PROBLEM DESCRIPTION = Please filter the entries and return only the lines that include "photo".

RECORDED INFORMATION =
□ □ □ □ □
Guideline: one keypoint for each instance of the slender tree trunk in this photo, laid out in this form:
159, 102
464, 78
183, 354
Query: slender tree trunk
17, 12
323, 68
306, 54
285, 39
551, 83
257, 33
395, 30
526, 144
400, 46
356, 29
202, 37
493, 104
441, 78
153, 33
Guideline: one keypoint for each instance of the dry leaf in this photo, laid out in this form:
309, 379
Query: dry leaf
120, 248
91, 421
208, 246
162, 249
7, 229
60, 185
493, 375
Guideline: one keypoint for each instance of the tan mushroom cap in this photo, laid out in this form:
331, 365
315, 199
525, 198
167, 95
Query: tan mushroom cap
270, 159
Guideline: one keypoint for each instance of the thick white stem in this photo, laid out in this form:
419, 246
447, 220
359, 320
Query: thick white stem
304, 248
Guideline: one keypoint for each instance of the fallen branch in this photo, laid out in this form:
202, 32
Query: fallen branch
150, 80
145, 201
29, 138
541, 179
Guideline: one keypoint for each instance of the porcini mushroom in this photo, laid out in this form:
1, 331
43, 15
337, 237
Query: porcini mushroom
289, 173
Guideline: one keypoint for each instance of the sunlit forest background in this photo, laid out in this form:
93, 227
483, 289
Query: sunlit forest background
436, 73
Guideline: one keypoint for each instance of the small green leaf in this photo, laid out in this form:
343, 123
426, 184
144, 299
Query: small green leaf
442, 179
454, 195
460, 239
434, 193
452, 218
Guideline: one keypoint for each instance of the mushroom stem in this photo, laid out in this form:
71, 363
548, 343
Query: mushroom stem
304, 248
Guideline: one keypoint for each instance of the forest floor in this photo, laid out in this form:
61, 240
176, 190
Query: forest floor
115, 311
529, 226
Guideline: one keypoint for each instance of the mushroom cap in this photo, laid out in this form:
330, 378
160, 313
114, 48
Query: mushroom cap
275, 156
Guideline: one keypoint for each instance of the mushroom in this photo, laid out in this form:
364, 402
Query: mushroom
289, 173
□ □ □ □ □
PROBLEM SOLUTION =
Guideline: one keypoint for each instance of the slender tree trunk in this photo, laid out in this form:
Guideline: one keypoint for each instance of the dry leaf in this photo, laid out in this form:
Guideline: one keypoint for each instance of the tan mushroom cap in this photo, laid out in this form:
Guideline: one keypoint for each instance of the thick white stem in this photo, laid out in this form:
Guideline: one keypoint for each instance of the fallen branch in this photo, laid out in this form:
Guideline: one keypoint for each instance of the porcini mushroom in this photo, laid out in this form:
Guideline: one keypoint for each instance of the sunlit forest background in this photo, laid out in this form:
Guideline: one keypoint for each instance of the small green leaf in this photo, laid out in this form:
Guideline: one keypoint for each instance of the mushroom stem in this photo, laid out in this form:
Guideline: one keypoint for each instance of the forest floor in this photo, laid out in this form:
Guideline: one keypoint for each instance of the mushroom cap in this photo, laid out in this form:
Guideline: one keypoint for each instance of the mushroom in this photo, laid out in this form:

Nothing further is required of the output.